- _JOB_:
Rewrite each line of the records below as a Markdown table with the columns Row and Line, numbering the rows and skipping blank lines. Leave the pictures out.

start DATASET ROWS

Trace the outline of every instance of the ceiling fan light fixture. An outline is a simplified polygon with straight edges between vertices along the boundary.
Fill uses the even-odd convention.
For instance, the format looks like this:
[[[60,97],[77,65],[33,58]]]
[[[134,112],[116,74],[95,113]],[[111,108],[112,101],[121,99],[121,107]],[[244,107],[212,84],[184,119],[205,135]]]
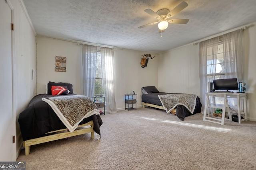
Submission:
[[[168,22],[166,21],[163,21],[158,23],[158,28],[159,29],[163,30],[168,27]]]

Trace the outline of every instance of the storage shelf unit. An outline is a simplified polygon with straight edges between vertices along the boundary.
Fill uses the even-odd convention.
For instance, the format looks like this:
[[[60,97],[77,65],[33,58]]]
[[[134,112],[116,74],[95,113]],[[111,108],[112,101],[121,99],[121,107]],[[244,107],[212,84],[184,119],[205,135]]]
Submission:
[[[137,94],[125,94],[124,96],[125,98],[125,109],[128,109],[128,111],[133,109],[137,110]],[[134,104],[135,105],[135,107],[134,107]],[[127,105],[128,105],[128,107],[126,107]],[[130,107],[130,105],[131,105],[131,107]]]
[[[94,102],[98,109],[100,108],[102,111],[102,108],[104,107],[104,113],[105,115],[105,96],[93,96],[92,99]]]

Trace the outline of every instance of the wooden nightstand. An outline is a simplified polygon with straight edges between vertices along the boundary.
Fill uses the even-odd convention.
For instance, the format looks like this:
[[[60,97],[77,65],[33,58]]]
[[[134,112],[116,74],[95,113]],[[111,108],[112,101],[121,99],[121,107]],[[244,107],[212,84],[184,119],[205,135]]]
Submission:
[[[105,115],[105,96],[93,96],[92,99],[94,102],[98,109],[100,108],[102,110],[102,108],[104,107],[104,113]]]
[[[132,109],[137,110],[137,94],[125,94],[125,109],[128,109],[128,111]],[[126,104],[128,104],[128,107],[126,107]],[[133,107],[133,105],[135,104],[135,107]],[[130,107],[130,104],[132,105],[132,107]]]

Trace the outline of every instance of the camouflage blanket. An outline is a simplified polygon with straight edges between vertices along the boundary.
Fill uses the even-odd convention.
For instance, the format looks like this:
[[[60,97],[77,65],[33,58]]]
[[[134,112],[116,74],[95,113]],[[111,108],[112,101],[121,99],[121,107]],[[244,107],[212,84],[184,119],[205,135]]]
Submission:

end DATASET ROWS

- _EXERCISE RESPONSE_:
| Row | Line |
|---|---|
| 1 | Trace the outline of every instance of the ceiling fan light fixture. An outline is a simplified polygon with straight edges between vertices along the boundary. |
| 2 | Fill uses the even-odd convention. |
| 3 | For instance, the format looks like this: |
| 4 | [[[60,97],[77,65],[33,58]]] |
| 5 | [[[134,112],[116,74],[95,113]],[[111,108],[112,101],[121,99],[121,107]],[[244,107],[212,84],[184,119],[205,135]]] |
| 6 | Submission: |
| 7 | [[[168,22],[166,21],[163,21],[158,23],[158,28],[159,29],[163,30],[168,27]]] |
| 8 | Trace the outline of every instance of the storage shelf unit. An outline is a simplified polygon with straight edges between vertices along the boundary. |
| 9 | Fill uses the even-odd convention. |
| 10 | For instance, the format looks like this: |
| 11 | [[[60,97],[77,65],[33,58]]] |
| 12 | [[[134,112],[116,74],[95,113]],[[111,108],[112,101],[121,99],[121,107]],[[244,107],[212,84],[184,119],[205,135]]] |
| 13 | Submission: |
| 14 | [[[137,94],[125,94],[124,96],[125,98],[125,109],[128,109],[128,111],[133,109],[137,110]],[[134,104],[135,105],[135,107],[134,107]],[[127,105],[128,105],[128,107],[126,107]],[[130,107],[130,105],[131,105],[131,107]]] |
| 15 | [[[94,102],[98,109],[100,108],[102,111],[102,108],[104,107],[104,113],[105,115],[105,96],[93,96],[92,99]]] |
| 16 | Trace the outline of every instance of the wooden nightstand. An outline is a simplified polygon with straight edges between vertices along the boundary. |
| 17 | Fill uses the even-odd convention. |
| 18 | For instance, the format looks like this: |
| 19 | [[[60,97],[77,65],[33,58]]] |
| 20 | [[[134,112],[116,74],[95,113]],[[111,108],[112,101],[121,99],[121,107]],[[244,107],[212,84],[184,119],[205,135]]] |
| 21 | Submission: |
| 22 | [[[105,115],[105,96],[93,96],[92,99],[94,102],[98,109],[100,108],[102,110],[102,108],[104,107],[104,113]]] |
| 23 | [[[132,109],[137,110],[137,94],[125,94],[125,109],[128,109],[128,111]],[[126,104],[128,104],[128,107],[126,107]],[[133,107],[133,105],[135,104],[135,107]],[[130,107],[130,104],[132,105],[132,107]]] |
| 24 | Trace the outline of every instance of the camouflage blanket. An outline is a simplified polygon with straight edges between vertices along the boundary. |
| 25 | Fill uses the even-odd convention. |
| 26 | For instance, the format looks like this: |
| 27 | [[[60,97],[77,65],[33,58]]] |
| 28 | [[[134,112],[116,74],[95,113]],[[111,108],[112,101],[121,99],[121,107]],[[244,107],[212,84],[184,119],[205,135]]] |
| 29 | Submission: |